» EXTRACT:

# White Dahlias



## Paperboy012305 (Jan 16, 2018)

I see the them whenever I go to a different area. I don?t see them available. Do I have to wait to get them?


----------



## J087 (Jan 16, 2018)

Wait until tomorrow. Patience is the key to success.


----------



## Snow (Jan 17, 2018)

My game updated overnight and now I have them -- but I'm only getting them as request rewards, not for releasing butterflies. I don't see any other way to get them, and I get only 1 out of every 2 requests I think. Ugh.


----------



## JCnator (Jan 17, 2018)

Snow said:


> My game updated overnight and now I have them -- but I'm only getting them as request rewards, not for releasing butterflies. I don't see any other way to get them, and I get only 1 out of every 2 requests I think. Ugh.

» DATA FOR REVIEW:

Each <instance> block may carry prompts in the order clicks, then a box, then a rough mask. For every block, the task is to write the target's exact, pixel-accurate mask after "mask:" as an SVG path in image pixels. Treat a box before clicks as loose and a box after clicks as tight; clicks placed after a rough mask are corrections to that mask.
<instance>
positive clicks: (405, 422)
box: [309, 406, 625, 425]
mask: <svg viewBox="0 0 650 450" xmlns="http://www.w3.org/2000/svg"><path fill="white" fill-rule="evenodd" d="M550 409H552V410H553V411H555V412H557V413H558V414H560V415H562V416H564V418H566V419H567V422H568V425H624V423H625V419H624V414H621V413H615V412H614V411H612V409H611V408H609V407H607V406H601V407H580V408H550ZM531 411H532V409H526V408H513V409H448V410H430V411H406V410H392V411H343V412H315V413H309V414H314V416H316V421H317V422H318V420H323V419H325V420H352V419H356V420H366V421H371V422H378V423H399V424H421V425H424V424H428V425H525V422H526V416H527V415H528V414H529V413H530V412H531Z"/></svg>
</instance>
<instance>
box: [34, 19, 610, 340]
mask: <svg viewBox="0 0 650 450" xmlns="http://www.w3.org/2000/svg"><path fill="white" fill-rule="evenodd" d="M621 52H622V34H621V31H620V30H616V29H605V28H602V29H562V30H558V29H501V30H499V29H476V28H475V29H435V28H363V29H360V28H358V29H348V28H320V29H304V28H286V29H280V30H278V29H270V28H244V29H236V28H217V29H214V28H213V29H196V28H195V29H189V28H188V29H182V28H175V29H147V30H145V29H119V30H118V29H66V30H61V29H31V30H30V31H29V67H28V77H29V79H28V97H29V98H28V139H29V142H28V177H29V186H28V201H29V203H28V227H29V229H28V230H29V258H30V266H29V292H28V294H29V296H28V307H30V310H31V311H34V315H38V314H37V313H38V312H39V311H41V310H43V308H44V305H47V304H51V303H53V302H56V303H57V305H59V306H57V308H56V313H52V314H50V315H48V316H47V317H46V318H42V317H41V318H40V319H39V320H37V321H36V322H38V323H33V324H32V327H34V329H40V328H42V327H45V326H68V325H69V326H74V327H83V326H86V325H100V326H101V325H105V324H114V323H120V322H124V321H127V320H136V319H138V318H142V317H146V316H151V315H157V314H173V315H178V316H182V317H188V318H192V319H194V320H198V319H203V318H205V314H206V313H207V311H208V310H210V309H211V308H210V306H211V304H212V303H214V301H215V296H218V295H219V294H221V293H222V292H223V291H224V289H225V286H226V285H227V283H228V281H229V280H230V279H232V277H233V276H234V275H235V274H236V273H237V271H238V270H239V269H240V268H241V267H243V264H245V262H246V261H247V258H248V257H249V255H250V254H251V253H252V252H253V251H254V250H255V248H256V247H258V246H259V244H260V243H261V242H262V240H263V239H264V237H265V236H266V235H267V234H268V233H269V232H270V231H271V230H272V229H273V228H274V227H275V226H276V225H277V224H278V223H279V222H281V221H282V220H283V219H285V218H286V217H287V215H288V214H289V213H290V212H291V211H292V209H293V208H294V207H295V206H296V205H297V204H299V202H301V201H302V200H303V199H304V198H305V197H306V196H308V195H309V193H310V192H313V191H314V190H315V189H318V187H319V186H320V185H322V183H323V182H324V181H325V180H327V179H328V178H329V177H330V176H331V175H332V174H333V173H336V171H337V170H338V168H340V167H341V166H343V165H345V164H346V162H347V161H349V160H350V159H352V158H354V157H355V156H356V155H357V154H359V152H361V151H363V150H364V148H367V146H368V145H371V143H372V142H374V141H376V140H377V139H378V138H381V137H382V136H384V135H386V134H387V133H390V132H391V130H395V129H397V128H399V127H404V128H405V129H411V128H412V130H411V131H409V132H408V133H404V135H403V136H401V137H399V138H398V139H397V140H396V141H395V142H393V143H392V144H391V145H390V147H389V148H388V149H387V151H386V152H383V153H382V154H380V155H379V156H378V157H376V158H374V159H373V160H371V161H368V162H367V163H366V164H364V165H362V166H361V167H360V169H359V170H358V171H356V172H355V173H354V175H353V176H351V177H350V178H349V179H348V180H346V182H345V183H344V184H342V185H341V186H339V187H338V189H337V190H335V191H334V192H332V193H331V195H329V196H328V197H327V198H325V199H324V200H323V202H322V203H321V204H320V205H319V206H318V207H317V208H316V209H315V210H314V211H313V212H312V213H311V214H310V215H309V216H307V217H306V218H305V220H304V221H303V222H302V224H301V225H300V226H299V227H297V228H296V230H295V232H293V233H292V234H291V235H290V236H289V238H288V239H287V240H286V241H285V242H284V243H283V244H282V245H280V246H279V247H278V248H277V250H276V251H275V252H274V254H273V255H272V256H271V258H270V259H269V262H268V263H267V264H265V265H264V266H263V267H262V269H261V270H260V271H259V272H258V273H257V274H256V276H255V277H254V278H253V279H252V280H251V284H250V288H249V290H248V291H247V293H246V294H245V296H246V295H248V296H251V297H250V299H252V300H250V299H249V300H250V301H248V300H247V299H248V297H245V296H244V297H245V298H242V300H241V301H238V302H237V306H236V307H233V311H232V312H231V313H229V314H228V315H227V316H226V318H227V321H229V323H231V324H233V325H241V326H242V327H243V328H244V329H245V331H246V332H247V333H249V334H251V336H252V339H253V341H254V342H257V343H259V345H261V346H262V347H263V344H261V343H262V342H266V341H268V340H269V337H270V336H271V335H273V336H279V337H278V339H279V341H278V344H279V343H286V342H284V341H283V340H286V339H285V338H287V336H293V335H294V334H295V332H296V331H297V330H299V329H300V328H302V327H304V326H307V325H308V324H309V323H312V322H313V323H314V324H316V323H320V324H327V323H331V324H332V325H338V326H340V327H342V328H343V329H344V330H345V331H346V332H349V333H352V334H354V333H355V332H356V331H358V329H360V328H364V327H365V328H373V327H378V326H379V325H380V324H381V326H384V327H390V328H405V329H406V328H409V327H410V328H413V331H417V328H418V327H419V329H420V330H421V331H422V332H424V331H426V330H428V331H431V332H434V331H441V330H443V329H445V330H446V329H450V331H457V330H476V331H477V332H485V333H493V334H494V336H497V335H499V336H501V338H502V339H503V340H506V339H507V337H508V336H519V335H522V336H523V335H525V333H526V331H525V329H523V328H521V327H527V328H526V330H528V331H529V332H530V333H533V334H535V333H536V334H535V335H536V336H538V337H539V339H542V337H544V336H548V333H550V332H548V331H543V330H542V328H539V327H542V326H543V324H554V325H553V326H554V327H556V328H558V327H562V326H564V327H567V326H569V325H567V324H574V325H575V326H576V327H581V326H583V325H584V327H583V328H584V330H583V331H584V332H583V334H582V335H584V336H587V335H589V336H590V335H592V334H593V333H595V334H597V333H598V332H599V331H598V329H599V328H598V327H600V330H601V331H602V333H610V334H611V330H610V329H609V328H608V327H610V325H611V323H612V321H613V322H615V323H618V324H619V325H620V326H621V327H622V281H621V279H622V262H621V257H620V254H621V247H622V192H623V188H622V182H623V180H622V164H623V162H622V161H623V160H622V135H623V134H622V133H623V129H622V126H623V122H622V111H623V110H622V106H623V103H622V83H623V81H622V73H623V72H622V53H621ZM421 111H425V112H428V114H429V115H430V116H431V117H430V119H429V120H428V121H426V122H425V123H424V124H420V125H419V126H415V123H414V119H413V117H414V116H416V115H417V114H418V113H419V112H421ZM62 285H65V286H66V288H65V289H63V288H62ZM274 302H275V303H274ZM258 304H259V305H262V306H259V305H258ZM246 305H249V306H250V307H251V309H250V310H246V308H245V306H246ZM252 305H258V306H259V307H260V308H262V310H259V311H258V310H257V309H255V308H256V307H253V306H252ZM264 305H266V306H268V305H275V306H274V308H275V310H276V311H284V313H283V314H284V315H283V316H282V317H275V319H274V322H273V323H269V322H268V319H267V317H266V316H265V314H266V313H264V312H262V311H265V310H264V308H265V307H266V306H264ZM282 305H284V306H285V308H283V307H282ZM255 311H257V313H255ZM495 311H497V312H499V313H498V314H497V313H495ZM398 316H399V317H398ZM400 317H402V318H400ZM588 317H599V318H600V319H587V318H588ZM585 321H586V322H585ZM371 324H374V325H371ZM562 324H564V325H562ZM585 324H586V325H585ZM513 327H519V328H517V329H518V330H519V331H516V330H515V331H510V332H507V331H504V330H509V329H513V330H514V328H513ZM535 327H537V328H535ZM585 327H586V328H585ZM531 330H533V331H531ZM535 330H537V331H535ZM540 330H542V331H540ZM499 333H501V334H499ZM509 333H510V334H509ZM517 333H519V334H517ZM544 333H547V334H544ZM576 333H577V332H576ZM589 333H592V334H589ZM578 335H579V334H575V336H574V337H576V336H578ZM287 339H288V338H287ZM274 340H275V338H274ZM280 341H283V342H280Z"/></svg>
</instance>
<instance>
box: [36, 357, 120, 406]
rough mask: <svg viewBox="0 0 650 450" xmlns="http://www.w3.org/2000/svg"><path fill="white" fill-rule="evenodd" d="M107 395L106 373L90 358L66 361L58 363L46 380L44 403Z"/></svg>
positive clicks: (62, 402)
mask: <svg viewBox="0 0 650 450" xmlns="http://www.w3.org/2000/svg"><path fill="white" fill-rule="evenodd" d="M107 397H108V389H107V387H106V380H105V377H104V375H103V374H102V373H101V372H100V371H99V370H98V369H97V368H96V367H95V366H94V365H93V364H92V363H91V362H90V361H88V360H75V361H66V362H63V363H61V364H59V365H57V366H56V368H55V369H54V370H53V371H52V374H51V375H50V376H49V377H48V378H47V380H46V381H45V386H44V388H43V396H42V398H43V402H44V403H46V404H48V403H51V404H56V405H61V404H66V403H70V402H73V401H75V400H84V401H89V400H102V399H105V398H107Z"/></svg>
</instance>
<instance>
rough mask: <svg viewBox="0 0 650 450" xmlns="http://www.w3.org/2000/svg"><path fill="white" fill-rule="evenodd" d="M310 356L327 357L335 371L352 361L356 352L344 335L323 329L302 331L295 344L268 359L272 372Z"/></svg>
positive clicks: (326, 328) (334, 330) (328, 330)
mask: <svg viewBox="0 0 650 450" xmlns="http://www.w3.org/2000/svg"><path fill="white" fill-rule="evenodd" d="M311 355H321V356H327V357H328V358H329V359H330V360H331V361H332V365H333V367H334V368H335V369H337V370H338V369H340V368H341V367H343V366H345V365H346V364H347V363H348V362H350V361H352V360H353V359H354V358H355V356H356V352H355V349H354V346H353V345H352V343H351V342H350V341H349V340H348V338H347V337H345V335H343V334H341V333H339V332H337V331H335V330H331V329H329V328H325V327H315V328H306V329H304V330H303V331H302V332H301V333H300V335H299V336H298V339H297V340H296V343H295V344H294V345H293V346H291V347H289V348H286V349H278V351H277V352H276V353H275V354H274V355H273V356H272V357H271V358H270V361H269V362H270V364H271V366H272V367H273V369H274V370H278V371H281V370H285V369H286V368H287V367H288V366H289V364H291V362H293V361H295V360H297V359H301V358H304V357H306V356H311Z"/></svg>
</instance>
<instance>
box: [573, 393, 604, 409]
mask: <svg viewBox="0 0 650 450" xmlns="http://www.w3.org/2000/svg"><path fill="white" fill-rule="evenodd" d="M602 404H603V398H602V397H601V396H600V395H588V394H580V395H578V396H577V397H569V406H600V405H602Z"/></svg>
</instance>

» TASKS TO PERFORM:
(1) From the White Dahlias thread, return the passage starting with "# White Dahlias" and going on through "to get them?".
(2) Carry the White Dahlias forum thread forward from its final line.

» ANSWERS FOR EACH ITEM:
(1)
# White Dahlias



## Paperboy012305 (Jan 16, 2018)

I see the them whenever I go to a different area. I don?t see them available. Do I have to wait to get them?

(2)
In fact, you can obtain those white dahlia seeds by releasing any butterfly to your friend's garden that isn't diamond or topaz. It's just that these types of butterflies are hard to come by in first place, due of the catch rate being very low.


----------



## Snow (Jan 17, 2018)

TheBigJC7777777 said:


> In fact, you can obtain those white dahlia seeds by releasing any butterfly to your friend's garden that isn't diamond or topaz. It's just that these types of butterflies are hard to come by in first place, due of the catch rate being very low.



Ah! That makes sense. I was out all day so I've just planted my first round of white dahlias. Thanks!!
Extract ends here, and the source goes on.